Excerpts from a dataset
━━━━━━━━━━━━━━━━━━━━
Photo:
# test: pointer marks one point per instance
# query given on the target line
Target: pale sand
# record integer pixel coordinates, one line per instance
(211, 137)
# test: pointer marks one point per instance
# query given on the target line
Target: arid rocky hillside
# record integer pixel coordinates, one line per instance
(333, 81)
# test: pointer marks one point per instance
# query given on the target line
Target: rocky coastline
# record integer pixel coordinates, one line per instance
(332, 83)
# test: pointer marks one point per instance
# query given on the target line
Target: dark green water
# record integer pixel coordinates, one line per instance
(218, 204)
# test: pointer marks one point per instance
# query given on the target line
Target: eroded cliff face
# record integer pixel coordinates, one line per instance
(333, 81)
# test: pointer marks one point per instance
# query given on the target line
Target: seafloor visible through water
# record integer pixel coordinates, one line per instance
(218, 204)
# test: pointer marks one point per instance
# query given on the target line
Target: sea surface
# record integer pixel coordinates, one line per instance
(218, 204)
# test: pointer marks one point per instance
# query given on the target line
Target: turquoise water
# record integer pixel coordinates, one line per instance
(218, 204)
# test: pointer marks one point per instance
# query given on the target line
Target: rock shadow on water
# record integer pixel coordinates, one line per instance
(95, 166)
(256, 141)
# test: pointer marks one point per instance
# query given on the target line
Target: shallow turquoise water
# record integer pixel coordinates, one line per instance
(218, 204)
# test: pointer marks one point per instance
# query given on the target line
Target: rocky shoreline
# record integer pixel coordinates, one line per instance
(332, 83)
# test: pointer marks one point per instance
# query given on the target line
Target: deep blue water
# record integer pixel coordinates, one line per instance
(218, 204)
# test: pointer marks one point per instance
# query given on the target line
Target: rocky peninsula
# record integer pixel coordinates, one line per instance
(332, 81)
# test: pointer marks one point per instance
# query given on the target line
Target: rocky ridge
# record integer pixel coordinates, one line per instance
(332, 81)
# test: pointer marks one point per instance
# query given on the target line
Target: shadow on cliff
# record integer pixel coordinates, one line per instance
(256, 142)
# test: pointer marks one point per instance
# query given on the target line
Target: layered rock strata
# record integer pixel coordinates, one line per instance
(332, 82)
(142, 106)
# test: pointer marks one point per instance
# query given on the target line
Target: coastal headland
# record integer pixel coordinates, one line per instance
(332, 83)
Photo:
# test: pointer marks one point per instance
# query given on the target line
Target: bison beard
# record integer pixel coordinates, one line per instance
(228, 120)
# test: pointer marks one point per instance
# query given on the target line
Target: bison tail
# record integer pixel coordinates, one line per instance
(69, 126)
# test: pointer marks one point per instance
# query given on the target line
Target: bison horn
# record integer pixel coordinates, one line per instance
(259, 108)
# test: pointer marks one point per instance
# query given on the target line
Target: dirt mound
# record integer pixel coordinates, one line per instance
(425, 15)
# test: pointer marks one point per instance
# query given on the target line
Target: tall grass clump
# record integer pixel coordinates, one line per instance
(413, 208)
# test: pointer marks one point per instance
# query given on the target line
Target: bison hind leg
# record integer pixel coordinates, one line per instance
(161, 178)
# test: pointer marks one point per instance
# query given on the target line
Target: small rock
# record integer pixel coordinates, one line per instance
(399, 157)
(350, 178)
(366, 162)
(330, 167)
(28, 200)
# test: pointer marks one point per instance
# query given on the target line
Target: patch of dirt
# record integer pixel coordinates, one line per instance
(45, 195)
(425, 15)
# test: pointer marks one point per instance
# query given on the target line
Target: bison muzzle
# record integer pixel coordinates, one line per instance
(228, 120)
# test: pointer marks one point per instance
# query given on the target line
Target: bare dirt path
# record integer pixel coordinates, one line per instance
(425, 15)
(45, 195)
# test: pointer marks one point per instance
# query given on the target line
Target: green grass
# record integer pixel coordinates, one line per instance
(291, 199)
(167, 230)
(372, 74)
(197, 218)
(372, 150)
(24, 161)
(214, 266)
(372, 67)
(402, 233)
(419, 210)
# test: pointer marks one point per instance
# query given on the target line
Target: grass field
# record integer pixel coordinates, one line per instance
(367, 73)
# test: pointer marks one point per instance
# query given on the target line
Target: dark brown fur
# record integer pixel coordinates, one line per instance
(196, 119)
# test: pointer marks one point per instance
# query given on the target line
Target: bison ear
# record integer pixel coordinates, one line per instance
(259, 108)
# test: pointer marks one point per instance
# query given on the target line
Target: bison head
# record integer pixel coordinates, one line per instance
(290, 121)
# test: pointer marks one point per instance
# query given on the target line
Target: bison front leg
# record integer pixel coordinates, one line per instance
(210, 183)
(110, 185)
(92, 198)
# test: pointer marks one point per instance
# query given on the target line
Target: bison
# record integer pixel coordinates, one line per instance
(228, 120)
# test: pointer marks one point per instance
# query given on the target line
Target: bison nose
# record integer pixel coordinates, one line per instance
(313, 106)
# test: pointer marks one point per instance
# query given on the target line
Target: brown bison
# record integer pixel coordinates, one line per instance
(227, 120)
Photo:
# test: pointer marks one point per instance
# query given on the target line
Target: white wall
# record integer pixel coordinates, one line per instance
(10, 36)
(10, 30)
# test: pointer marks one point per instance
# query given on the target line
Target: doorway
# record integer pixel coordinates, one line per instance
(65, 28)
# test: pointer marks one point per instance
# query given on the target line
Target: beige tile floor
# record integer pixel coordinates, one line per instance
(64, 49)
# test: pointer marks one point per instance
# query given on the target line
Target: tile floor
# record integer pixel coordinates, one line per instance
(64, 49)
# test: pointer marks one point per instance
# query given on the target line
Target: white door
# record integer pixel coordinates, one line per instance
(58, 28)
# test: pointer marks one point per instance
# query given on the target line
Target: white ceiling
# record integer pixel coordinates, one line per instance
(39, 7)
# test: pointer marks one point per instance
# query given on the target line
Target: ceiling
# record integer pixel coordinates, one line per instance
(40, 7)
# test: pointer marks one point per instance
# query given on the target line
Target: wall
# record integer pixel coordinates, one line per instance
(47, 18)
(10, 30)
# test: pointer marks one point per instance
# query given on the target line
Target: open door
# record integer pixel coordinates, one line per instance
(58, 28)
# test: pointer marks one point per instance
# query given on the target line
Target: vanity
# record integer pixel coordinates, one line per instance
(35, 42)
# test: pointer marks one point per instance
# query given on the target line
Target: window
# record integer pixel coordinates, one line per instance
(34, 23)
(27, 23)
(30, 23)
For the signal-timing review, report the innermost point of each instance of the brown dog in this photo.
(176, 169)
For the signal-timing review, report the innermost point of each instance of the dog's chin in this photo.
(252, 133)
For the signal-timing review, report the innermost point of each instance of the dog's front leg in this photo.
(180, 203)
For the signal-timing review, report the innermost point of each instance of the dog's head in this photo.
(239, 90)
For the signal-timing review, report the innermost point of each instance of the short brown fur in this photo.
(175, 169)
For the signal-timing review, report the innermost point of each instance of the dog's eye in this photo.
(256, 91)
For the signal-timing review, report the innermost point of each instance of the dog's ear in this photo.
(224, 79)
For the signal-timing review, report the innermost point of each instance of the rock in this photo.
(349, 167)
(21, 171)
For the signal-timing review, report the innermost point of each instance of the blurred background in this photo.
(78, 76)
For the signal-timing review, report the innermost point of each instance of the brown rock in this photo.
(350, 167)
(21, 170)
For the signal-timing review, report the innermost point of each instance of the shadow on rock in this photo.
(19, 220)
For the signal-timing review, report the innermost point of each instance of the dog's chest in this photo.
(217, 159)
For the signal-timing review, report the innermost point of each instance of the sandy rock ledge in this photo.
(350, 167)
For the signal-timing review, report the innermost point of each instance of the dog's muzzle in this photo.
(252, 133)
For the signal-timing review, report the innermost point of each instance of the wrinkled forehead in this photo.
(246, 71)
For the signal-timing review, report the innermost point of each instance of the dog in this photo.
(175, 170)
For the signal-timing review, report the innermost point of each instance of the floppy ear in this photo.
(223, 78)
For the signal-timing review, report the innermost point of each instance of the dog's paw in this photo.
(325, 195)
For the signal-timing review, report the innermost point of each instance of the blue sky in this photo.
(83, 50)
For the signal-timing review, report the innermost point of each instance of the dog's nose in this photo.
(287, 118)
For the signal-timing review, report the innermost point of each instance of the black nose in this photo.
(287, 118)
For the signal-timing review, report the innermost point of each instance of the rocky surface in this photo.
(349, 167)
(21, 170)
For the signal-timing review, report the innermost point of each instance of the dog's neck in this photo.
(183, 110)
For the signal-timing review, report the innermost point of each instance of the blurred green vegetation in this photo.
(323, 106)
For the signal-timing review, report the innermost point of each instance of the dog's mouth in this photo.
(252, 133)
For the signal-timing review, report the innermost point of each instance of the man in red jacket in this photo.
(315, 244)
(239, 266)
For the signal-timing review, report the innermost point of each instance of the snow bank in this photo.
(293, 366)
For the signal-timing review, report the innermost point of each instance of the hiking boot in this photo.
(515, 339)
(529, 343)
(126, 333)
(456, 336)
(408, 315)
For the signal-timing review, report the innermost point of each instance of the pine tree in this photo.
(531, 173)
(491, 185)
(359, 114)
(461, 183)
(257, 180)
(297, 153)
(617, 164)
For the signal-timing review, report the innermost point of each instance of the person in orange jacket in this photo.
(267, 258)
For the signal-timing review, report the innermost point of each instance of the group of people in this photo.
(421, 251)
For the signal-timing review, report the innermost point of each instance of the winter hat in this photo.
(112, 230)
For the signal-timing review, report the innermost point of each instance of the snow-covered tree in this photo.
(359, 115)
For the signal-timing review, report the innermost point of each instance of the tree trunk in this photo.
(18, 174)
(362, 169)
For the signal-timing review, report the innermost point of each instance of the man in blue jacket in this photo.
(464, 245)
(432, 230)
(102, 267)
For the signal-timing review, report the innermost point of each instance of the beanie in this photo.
━━━━━━━━━━━━━━━━━━━━
Exactly as written, reproduce the lines of the data above from the first line through the line where "Target: dark green water" appears.

Response area
Photo:
# test: pointer marks one point per instance
# query given on the target line
Target: pale sand
# record integer pixel coordinates, one line per instance
(211, 137)
# test: pointer marks one point per instance
# query given on the target line
Target: arid rocky hillside
# record integer pixel coordinates, one line per instance
(333, 81)
# test: pointer marks one point per instance
# query given on the target line
Target: rocky coastline
# record integer pixel coordinates, one line per instance
(332, 83)
# test: pointer marks one point per instance
# query given on the target line
Target: dark green water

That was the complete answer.